- What you are asked to do:
What lines in the entries hold the string "ceiling"? List them.

- Data section:

===

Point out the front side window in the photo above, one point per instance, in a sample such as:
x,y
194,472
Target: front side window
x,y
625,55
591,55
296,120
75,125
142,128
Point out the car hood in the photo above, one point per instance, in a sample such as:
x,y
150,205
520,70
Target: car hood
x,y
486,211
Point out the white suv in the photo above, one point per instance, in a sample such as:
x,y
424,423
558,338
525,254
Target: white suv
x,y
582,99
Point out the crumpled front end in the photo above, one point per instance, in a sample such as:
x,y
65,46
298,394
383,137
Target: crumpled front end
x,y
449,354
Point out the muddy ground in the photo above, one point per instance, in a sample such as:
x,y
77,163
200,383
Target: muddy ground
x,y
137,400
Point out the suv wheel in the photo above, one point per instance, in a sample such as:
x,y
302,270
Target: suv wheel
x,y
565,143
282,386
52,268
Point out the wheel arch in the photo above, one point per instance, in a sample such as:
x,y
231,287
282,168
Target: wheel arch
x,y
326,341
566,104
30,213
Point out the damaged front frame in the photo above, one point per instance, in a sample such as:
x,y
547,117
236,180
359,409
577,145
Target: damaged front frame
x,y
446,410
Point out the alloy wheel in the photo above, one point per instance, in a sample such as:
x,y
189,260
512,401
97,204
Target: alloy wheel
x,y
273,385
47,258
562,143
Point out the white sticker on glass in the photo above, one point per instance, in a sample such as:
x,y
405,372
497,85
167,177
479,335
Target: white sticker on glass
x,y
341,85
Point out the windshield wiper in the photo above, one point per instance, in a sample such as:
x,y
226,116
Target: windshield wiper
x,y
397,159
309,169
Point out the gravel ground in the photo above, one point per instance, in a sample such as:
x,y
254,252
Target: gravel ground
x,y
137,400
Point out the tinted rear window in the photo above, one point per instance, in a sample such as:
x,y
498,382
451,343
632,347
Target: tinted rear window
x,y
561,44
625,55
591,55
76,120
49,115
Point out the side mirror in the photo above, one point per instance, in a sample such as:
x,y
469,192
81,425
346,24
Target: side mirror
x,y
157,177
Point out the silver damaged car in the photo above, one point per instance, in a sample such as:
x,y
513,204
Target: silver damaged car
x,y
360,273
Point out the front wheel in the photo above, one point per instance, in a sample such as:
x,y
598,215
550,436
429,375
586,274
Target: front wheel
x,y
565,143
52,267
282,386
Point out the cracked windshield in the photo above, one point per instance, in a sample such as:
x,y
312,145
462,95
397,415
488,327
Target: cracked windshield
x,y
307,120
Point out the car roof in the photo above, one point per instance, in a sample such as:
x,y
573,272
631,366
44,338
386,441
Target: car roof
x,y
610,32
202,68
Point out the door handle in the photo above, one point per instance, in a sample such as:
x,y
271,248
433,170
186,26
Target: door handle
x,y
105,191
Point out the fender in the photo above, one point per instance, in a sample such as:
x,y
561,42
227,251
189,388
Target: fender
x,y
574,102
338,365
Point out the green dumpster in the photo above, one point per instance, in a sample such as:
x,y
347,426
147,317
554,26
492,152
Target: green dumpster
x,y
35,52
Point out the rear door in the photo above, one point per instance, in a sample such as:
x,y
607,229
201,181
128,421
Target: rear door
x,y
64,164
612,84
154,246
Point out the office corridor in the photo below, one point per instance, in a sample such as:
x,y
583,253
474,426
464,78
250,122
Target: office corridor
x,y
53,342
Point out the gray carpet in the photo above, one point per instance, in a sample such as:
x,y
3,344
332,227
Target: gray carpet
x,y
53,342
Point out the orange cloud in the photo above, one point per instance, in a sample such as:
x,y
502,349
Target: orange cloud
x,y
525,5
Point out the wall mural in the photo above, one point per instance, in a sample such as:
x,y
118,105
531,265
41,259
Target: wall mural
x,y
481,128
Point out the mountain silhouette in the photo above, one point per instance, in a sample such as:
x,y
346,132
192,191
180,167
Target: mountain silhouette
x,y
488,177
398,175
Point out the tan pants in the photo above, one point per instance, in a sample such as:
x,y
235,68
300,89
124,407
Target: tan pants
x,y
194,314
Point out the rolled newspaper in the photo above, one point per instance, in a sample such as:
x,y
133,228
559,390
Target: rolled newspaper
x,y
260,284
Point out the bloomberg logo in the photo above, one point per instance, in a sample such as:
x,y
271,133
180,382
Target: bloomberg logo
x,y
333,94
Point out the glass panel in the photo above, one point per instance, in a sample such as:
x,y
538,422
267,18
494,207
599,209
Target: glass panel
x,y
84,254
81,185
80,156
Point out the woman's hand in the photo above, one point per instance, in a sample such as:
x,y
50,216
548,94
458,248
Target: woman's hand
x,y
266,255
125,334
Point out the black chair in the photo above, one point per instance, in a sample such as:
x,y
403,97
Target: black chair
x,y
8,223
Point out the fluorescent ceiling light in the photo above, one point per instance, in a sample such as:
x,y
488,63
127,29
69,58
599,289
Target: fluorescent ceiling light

===

- Output below:
Point out the fluorescent ceiling light in the photo above, one point per instance, in a sample such as:
Target: fluorescent ceiling light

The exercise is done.